- [Exercise directions]:
Restate the entire listing word for word.
○ ○ ○
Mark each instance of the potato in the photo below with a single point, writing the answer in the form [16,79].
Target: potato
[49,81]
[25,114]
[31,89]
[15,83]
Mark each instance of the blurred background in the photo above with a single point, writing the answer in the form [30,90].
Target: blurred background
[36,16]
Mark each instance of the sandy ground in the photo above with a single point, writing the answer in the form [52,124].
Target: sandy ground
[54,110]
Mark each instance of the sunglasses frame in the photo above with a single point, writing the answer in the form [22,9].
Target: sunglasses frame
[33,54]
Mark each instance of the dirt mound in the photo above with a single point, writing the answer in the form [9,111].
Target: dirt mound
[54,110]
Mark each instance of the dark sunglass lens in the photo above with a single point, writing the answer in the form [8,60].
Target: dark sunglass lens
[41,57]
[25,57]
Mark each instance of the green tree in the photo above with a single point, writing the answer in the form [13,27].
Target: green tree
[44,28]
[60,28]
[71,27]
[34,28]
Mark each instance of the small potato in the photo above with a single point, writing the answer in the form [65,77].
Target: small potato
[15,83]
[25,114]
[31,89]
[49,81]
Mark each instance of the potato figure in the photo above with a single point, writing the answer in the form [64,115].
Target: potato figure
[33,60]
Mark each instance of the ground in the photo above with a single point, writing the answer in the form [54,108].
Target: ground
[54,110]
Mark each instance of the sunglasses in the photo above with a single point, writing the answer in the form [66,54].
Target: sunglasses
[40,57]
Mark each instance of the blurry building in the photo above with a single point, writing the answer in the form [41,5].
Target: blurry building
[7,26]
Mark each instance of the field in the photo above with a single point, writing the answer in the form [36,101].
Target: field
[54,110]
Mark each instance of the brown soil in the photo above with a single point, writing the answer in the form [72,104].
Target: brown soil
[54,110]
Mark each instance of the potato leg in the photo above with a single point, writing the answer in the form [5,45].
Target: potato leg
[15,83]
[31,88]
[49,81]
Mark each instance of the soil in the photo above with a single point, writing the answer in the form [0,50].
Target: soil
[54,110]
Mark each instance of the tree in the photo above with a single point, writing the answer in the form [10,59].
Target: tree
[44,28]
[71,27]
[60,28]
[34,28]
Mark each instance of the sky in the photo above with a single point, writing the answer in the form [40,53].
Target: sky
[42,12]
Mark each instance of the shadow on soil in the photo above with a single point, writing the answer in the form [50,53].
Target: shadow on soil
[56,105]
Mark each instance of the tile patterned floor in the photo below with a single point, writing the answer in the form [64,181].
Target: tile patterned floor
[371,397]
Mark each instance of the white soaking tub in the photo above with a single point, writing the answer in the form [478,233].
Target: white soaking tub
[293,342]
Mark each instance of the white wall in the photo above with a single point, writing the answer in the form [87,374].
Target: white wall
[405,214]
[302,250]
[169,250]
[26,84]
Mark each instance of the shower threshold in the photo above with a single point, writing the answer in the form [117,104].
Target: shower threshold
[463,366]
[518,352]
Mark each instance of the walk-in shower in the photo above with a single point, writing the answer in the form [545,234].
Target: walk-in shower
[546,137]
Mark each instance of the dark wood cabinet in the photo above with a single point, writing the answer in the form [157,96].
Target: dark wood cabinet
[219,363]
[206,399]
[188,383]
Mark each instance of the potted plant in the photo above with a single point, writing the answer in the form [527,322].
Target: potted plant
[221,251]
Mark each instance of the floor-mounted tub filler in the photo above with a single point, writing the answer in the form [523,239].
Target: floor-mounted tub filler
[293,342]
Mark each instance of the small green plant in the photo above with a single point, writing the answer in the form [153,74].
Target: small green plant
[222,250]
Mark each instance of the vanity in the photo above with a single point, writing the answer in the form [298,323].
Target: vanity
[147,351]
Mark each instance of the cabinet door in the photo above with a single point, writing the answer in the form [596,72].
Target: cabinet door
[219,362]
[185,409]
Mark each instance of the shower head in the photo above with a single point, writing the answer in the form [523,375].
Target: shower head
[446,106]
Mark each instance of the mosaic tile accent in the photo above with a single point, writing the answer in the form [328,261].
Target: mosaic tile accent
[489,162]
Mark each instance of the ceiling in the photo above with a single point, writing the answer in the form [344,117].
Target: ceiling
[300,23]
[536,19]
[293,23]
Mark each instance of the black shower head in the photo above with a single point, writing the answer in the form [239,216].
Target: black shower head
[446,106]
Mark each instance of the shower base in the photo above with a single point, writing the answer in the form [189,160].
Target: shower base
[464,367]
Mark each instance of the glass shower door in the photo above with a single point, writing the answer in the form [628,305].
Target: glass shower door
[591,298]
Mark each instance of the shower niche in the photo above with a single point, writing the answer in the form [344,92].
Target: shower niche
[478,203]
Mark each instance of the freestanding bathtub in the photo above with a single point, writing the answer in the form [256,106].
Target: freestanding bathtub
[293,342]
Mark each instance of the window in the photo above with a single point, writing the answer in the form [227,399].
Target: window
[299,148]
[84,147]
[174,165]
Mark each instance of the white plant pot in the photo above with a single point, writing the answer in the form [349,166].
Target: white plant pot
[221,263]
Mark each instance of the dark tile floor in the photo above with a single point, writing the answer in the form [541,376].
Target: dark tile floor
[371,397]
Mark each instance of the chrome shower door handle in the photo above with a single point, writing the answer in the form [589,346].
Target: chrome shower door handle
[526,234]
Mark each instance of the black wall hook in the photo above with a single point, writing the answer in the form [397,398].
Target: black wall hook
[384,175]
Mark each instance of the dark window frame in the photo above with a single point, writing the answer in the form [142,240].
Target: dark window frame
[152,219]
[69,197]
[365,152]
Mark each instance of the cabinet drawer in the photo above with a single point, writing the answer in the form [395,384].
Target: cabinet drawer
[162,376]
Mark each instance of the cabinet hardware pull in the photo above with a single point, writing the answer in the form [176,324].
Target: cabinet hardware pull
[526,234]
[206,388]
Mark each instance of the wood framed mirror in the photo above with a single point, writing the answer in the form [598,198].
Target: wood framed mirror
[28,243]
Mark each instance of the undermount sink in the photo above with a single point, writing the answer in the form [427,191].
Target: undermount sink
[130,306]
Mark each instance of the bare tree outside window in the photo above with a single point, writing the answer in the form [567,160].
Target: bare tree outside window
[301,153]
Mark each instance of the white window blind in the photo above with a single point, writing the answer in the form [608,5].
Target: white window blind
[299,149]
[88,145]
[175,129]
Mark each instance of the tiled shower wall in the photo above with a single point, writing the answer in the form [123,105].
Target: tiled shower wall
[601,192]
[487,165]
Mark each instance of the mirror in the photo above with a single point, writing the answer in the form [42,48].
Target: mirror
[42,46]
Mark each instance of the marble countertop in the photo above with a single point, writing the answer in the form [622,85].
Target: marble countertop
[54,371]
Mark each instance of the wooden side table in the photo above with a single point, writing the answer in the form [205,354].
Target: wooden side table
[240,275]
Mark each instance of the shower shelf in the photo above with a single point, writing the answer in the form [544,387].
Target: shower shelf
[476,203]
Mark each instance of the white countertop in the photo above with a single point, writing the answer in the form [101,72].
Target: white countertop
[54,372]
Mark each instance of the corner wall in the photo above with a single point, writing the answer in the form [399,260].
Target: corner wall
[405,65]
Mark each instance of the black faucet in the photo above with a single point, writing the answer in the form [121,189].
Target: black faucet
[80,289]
○ ○ ○
- [Result of this task]:
Mark each instance of the potato in the photo below with a single point, writing the answer in the form [16,79].
Target: potato
[49,81]
[25,114]
[31,89]
[15,83]
Mark each instance of the blurred background in the photo above with a single point, writing the answer in the form [30,90].
Target: blurred background
[36,16]
Mark each instance of the sandy ground in the photo above with a single point, writing the answer in the form [52,124].
Target: sandy ground
[54,110]
Mark each instance of the sunglasses frame in the photo above with a single point, writing the answer in the form [22,9].
Target: sunglasses frame
[33,54]
Mark each instance of the dirt mound in the photo above with a single point, writing the answer in the form [9,111].
Target: dirt mound
[54,110]
Mark each instance of the dark sunglass lens in the photo above with a single point, writing the answer in the form [8,60].
Target: dark sunglass lens
[41,57]
[25,57]
Mark each instance of the green tree in the photo above with a single point, writing the answer in the form [13,27].
Target: green tree
[44,28]
[60,28]
[71,27]
[34,28]
Mark each instance of the small potato in the photo above with a single point, writing the answer in the form [65,77].
Target: small potato
[15,83]
[25,114]
[31,89]
[49,81]
Mark each instance of the potato figure in the photo above with a single point, writing the answer in the form [64,115].
Target: potato figure
[33,60]
Mark each instance of the ground in the photo above with a single point, writing the answer in the form [54,108].
Target: ground
[54,110]
Mark each instance of the sunglasses in the photo above with a single point, writing the answer in the form [66,54].
Target: sunglasses
[40,57]
Mark each instance of the blurry building in the photo above with a single point, writing the answer in the form [41,5].
Target: blurry building
[7,26]
Mark each instance of the field in the photo above with a single point, writing the answer in the form [36,101].
Target: field
[54,110]
Mark each instance of the brown soil in the photo above with a single point, writing the answer in the form [72,104].
Target: brown soil
[54,110]
Mark each instance of the potato leg in the photo above with a single point, writing the answer in the form [5,45].
Target: potato leg
[15,83]
[31,88]
[49,81]
Mark each instance of the soil in the photo above with a single point, writing the answer in the form [0,50].
Target: soil
[54,110]
Mark each instance of the tree in the photo above with a single point, writing the answer in the form [10,59].
Target: tree
[44,28]
[71,27]
[60,28]
[34,28]
Mark each instance of the sky in the photo above with a single point, writing the answer in the form [40,53].
Target: sky
[42,12]
Mark each instance of the shadow on soil in the photo above with a single point, writing the answer in the form [50,53].
Target: shadow on soil
[56,105]
Mark each instance of the tile patterned floor in the photo below with a single point, writing the answer in the form [64,181].
Target: tile patterned floor
[371,397]
Mark each instance of the white soaking tub in the photo above with a single point, writing the answer in the form [478,233].
Target: white soaking tub
[293,342]
Mark each instance of the white wall in the photo above with a single point, writing the answer in the form [87,374].
Target: white wall
[405,214]
[302,250]
[169,250]
[26,84]
Mark each instance of the shower threshold in the photo above with a single point, writing the answer in the form [117,104].
Target: shower threshold
[463,366]
[518,352]
Mark each instance of the walk-in shower in the photo above with a single point, writing the answer in the form [545,234].
Target: walk-in shower
[546,137]
Mark each instance of the dark wood cabinet in the photo above with a single point, writing the answer in the form [157,96].
Target: dark wood cabinet
[219,363]
[206,399]
[188,383]
Mark each instance of the potted plant in the photo above with a single point, writing the answer in the form [527,322].
Target: potted plant
[221,251]
Mark each instance of the floor-mounted tub filler in the photo above with a single point, writing the answer in the form [523,239].
Target: floor-mounted tub filler
[293,342]
Mark each instance of the small green plant in the photo above with a single point, writing the answer in the form [153,74].
Target: small green plant
[222,250]
Mark each instance of the vanity in the photo above with a single point, writing the answer in the form [298,323].
Target: vanity
[147,351]
Mark each instance of the cabinet door in the photo above with a single point, writing the answer in the form [596,72].
Target: cabinet door
[219,362]
[185,409]
Mark each instance of the shower head in the photo above with a single point, writing the answer in the form [523,375].
Target: shower head
[446,106]
Mark each instance of the mosaic tile accent in the photo above with a single point, writing the answer in the form [328,261].
Target: mosaic tile accent
[489,162]
Mark each instance of the ceiling in the photo above with a single point, writing the answer in the form [344,117].
Target: ceiling
[300,23]
[536,19]
[293,23]
Mark each instance of the black shower head in the photo above with a single point, writing the answer in the form [239,216].
Target: black shower head
[446,106]
Mark each instance of the shower base in the photo above with a single point, writing the answer in the form [189,160].
Target: shower base
[464,367]
Mark each instance of the glass shower door in the photo above with a single point, writing the answer in the form [628,305].
Target: glass shower door
[591,298]
Mark each instance of the shower niche in the photo above with a single point, writing the answer in the form [344,92].
Target: shower niche
[478,203]
Mark each instance of the freestanding bathtub in the photo above with a single point, writing the answer in the form [256,106].
Target: freestanding bathtub
[293,342]
Mark each instance of the window in the photo above with a single point, writing the answer in the form [227,399].
Target: window
[299,148]
[84,147]
[174,165]
Mark each instance of the white plant pot in the photo above with a single point, writing the answer in the form [349,166].
Target: white plant pot
[221,263]
Mark each instance of the dark tile floor in the photo above with a single point, writing the answer in the form [541,376].
Target: dark tile floor
[371,397]
Mark each instance of the chrome shower door handle in the photo above with a single point, writing the answer in the form [589,346].
Target: chrome shower door handle
[526,234]
Mark each instance of the black wall hook in the photo above with a single point, writing the answer in the form [397,398].
Target: black wall hook
[384,175]
Mark each instance of the dark window frame in the photo above with a single point, writing the answer in the form [142,240].
Target: dark window frame
[152,219]
[69,197]
[365,152]
Mark each instance of the cabinet drawer in the photo above with a single point, writing the answer in the form [395,384].
Target: cabinet drawer
[162,376]
Mark each instance of the cabinet hardware pull in the photo above with a single point, writing the answer in the form [176,324].
Target: cabinet hardware pull
[526,234]
[206,388]
Mark each instance of the wood framed mirror in the photo above with a single point, writing the answer in the form [598,198].
Target: wood framed mirror
[28,243]
Mark each instance of the undermount sink in the photo above with a single point, writing the answer in the form [427,191].
Target: undermount sink
[130,306]
Mark each instance of the bare tree outside window in the photo above with a single point, writing the answer in the form [567,160].
Target: bare tree outside window
[301,153]
Mark each instance of the white window blind in the photo above with a single point, writing the answer in the form [608,5].
Target: white window blind
[299,149]
[88,145]
[175,129]
Mark each instance of the tiled shower wall in the photo above with a single point, writing the answer in the form [123,105].
Target: tiled shower wall
[601,192]
[487,165]
Mark each instance of the mirror in the photo above with a single point, writing the answer in the form [42,48].
Target: mirror
[42,46]
Mark each instance of the marble countertop in the photo above with a single point, writing the answer in the form [622,85].
Target: marble countertop
[54,371]
Mark each instance of the wooden side table in the photo above with a single point, writing the answer in the form [205,354].
Target: wooden side table
[240,275]
Mark each instance of the shower shelf in the photo above with a single point, writing the answer in the form [544,387].
Target: shower shelf
[476,203]
Mark each instance of the white countertop in the photo above with a single point, writing the answer in the form [101,72].
Target: white countertop
[54,372]
Mark each instance of the corner wall in the photo above with a single point, writing the answer in the form [399,260].
Target: corner wall
[405,65]
Mark each instance of the black faucet in the photo above with a single point, writing the answer in the form [121,189].
Target: black faucet
[80,289]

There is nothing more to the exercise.